What you return must be exactly the lines running from the one with "Would you be able to indicate the wooden cabinet" to the end of the data below, inclusive, and nothing more.

(Study material begins)

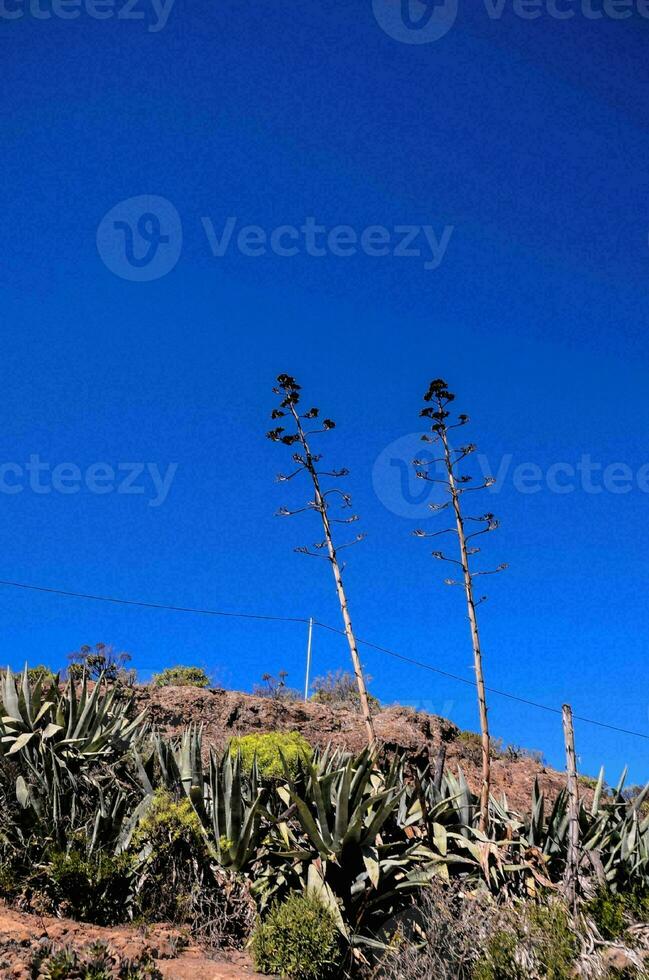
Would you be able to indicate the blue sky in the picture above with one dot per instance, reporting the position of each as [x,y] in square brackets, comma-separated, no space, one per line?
[526,143]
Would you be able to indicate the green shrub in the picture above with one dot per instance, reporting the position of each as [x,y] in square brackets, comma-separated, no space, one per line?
[95,962]
[540,934]
[90,889]
[499,959]
[180,676]
[102,659]
[40,673]
[172,859]
[168,822]
[267,748]
[615,912]
[339,688]
[298,939]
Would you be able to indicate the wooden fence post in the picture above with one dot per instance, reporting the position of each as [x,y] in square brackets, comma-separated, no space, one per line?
[572,862]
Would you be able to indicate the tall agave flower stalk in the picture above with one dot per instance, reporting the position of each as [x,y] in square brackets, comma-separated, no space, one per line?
[289,392]
[455,485]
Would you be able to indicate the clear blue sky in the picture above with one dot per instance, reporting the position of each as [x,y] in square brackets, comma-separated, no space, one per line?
[529,138]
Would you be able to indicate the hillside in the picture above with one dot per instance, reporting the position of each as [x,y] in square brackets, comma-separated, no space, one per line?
[226,713]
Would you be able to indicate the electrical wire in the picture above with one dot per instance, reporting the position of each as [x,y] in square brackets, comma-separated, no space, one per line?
[332,629]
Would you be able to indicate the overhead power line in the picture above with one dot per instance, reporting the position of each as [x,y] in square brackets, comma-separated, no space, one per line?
[152,605]
[332,629]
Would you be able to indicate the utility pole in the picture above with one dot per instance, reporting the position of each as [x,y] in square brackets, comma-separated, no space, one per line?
[572,862]
[308,659]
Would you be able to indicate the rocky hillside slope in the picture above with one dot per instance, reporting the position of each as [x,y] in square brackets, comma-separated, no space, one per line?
[226,713]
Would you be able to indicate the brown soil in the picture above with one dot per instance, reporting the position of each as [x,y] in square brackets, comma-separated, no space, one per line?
[226,713]
[22,935]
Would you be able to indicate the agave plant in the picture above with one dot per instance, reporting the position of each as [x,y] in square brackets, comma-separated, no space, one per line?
[63,762]
[75,728]
[341,838]
[229,806]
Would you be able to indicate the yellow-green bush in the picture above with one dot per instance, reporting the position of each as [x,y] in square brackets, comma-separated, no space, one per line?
[540,937]
[168,821]
[269,748]
[298,939]
[615,912]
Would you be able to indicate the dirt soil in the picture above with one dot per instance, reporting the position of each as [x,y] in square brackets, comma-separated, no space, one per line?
[22,935]
[225,713]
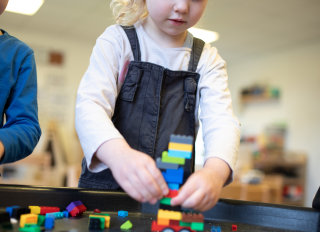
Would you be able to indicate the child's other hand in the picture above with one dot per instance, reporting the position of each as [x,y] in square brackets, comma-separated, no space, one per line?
[202,189]
[136,172]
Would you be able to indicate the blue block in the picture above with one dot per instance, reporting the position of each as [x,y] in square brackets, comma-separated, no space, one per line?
[173,186]
[122,213]
[49,223]
[181,139]
[173,175]
[165,165]
[65,214]
[9,209]
[180,154]
[215,229]
[55,215]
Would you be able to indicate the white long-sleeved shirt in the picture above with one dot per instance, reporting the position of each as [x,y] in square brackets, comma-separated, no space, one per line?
[100,86]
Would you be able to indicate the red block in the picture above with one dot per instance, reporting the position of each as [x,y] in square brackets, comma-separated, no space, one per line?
[172,193]
[75,212]
[48,209]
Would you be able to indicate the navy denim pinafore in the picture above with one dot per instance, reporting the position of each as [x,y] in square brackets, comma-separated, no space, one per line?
[153,103]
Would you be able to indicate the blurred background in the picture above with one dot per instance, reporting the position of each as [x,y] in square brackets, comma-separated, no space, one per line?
[272,49]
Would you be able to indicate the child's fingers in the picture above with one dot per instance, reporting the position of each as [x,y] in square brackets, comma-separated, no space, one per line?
[185,192]
[149,184]
[132,192]
[193,200]
[161,183]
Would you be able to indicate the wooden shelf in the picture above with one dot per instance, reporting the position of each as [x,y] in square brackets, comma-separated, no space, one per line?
[258,99]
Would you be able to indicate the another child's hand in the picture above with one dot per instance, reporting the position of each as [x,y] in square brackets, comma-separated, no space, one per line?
[202,189]
[136,172]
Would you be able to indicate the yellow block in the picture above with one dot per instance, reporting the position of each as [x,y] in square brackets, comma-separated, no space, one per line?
[28,219]
[168,214]
[163,222]
[107,219]
[180,146]
[35,209]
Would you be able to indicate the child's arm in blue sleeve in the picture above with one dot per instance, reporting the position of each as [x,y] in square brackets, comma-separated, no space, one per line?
[21,132]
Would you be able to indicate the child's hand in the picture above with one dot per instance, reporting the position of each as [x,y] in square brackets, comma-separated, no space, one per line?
[136,172]
[202,189]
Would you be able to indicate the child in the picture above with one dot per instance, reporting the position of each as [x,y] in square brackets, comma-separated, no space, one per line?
[19,126]
[144,83]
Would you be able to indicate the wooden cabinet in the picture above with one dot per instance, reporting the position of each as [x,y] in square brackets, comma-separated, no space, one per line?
[284,182]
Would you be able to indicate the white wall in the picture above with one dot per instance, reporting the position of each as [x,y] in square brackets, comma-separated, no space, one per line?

(Study material ends)

• **Solution to the problem**:
Would you be able to indicate the wooden cabinet in the picture above with one dot per instance, reporting the position of each as [x,y] in square brackets, comma-separated, no space, one per line?
[284,182]
Would you be able to indicate the white wall in the picture above with one dot per instance, reporting the position of each as [x,y] in square brackets, comma-separated, no space, one per line?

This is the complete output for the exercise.